== Exercise task ==
Every record must be repeated exactly, with no omission.

== Extracted data ==
┄┄┄┄┄┄
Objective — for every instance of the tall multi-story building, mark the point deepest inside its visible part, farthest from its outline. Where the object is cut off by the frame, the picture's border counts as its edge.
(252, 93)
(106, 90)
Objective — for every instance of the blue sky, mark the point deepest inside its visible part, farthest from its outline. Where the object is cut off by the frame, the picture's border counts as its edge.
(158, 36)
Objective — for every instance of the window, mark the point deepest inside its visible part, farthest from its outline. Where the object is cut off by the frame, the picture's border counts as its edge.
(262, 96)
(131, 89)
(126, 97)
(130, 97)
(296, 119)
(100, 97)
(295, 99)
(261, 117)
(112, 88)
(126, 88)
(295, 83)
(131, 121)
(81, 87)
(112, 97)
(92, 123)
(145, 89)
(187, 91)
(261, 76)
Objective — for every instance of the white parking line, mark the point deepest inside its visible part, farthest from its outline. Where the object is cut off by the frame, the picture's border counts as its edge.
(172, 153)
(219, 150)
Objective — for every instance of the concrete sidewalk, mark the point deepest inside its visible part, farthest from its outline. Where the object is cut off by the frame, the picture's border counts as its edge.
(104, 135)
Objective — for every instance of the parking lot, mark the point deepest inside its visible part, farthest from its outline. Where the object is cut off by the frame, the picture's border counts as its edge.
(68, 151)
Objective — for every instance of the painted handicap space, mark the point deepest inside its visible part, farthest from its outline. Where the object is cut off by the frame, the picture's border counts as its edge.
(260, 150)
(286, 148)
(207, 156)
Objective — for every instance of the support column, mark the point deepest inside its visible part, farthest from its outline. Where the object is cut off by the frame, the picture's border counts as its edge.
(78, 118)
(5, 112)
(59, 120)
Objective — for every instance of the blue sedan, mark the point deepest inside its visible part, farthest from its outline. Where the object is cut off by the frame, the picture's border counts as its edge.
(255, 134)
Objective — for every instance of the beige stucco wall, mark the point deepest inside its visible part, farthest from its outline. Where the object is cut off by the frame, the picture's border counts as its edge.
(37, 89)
┄┄┄┄┄┄
== The answer ==
Objective — for every instance of the tall multi-story building, mark the point deepest inside its visible part, farthest from its outline. Where the object is cut off by the frame, the picture's border counts as its edge.
(252, 93)
(106, 90)
Objective — for every instance of the blue sky, mark the point deepest inside its visible part, farthest from its outline. Where the object is cut off by the frame, the picture's border counts as its edge.
(158, 36)
Objective — for every instance of the window, mark the point deepest inside its visible part, farthest from its outline. Where the object is cut off by the frame, the picture's border counts as its edge.
(262, 96)
(131, 89)
(126, 97)
(130, 97)
(296, 119)
(100, 97)
(295, 99)
(261, 117)
(112, 88)
(126, 88)
(295, 83)
(131, 121)
(81, 87)
(112, 97)
(92, 123)
(145, 89)
(187, 91)
(261, 76)
Objective — for every instance of the white parking line, mark the point deepest inside its visible part, farthest from its outline. Where the object is cut off by the frame, the picture's border counts as its edge.
(172, 153)
(219, 150)
Objective — for every instance of the concrete sidewalk, mark the point deepest inside its visible part, farthest from its outline. Where the object is cut off by the frame, the picture's border counts as its edge.
(104, 135)
Objective — for every instance of the parking lot, mark the point deepest inside its visible part, farthest from its outline. Where the object is cut off by the frame, the picture's border counts as its edge.
(68, 151)
Objective — for every instance of the painted handicap space, mark the point deepest inside its visible part, farthest from its outline. Where the object is cut off by the frame, the picture's border counts as its edge.
(260, 150)
(286, 148)
(207, 156)
Objective — for every instance of the support column, mark the point deepest inside its visible part, farthest from its outline. Where the object is cut off by the frame, the picture's border counts as its edge.
(78, 118)
(5, 112)
(59, 120)
Objective — for every instance of the blue sedan, mark the point deepest inside its visible part, farthest from its outline. Where the object is cut off by the frame, the picture's border counts as its edge.
(255, 134)
Objective — for every instance of the beige stucco wall, mark the point deepest inside its visible part, farthest from its outline. Where the object is cut off by the frame, the picture's border counts as its edge.
(37, 89)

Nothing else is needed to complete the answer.